Count the lines in the listing below that contain the word "Could". Reply with the number only.

--------------------------------

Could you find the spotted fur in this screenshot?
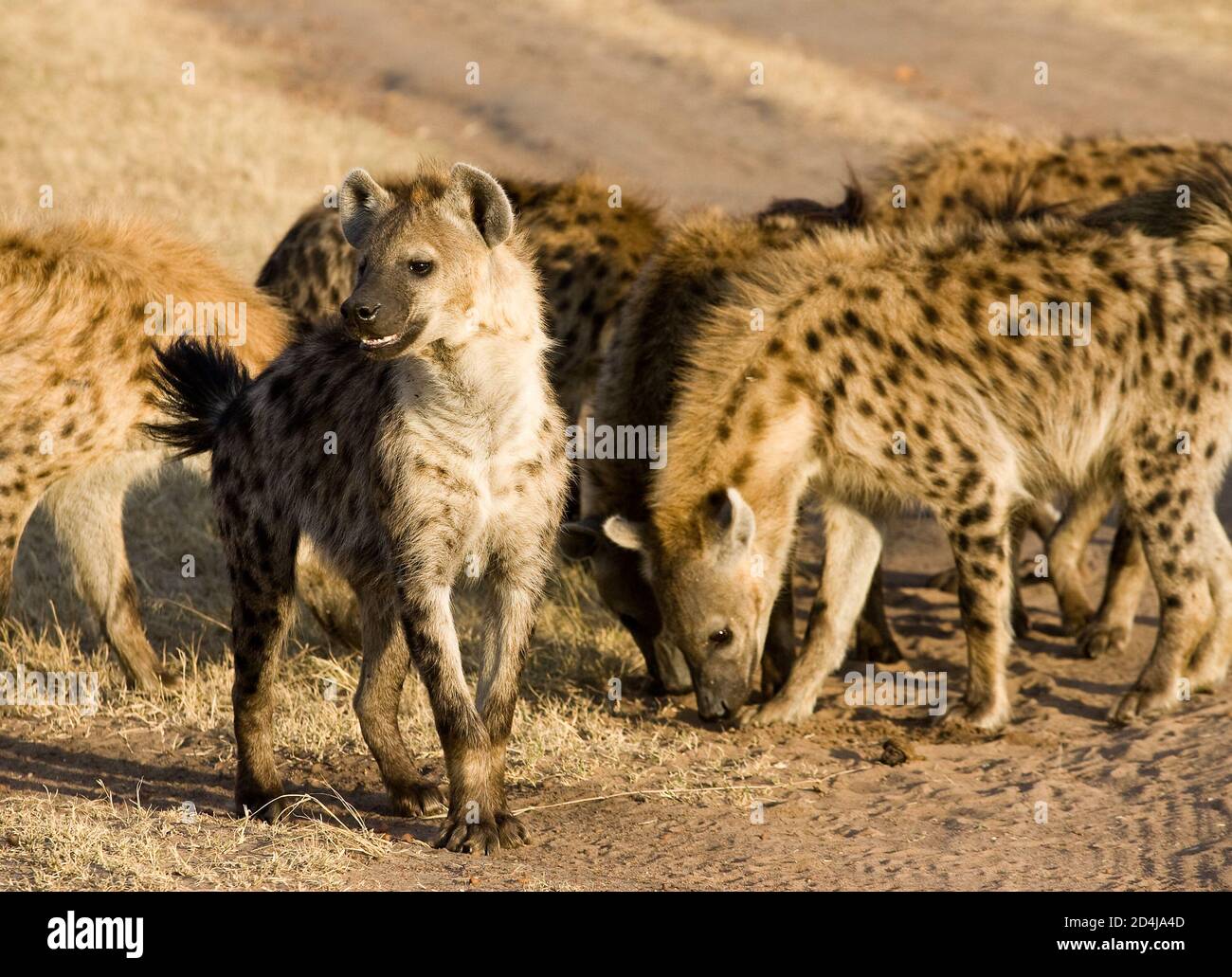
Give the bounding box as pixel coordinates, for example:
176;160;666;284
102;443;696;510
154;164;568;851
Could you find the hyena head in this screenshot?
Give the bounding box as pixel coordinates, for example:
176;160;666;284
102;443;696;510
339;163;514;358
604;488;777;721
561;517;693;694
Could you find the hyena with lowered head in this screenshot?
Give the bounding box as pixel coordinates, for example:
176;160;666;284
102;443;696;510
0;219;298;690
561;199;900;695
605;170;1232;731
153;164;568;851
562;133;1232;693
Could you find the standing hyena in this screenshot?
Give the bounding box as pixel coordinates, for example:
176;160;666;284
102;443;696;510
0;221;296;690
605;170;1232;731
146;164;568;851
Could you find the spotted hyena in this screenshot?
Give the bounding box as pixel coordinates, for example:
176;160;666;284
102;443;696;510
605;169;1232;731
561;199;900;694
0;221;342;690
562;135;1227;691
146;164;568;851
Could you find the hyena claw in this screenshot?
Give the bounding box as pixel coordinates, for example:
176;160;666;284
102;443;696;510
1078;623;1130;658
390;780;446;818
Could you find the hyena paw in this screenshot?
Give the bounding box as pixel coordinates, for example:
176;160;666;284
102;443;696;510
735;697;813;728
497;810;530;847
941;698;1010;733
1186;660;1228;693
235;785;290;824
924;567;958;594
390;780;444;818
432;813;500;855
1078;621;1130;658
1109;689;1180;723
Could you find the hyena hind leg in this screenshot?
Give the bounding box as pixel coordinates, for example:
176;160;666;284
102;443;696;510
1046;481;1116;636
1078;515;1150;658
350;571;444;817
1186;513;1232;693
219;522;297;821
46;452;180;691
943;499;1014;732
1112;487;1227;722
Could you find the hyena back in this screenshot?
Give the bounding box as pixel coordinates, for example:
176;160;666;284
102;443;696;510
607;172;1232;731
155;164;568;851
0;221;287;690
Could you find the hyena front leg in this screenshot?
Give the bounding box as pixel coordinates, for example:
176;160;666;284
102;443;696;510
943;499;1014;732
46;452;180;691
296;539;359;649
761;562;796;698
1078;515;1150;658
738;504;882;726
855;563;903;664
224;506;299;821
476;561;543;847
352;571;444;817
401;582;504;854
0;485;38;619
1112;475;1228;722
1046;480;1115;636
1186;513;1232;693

--------------------------------

# Solution to this task
10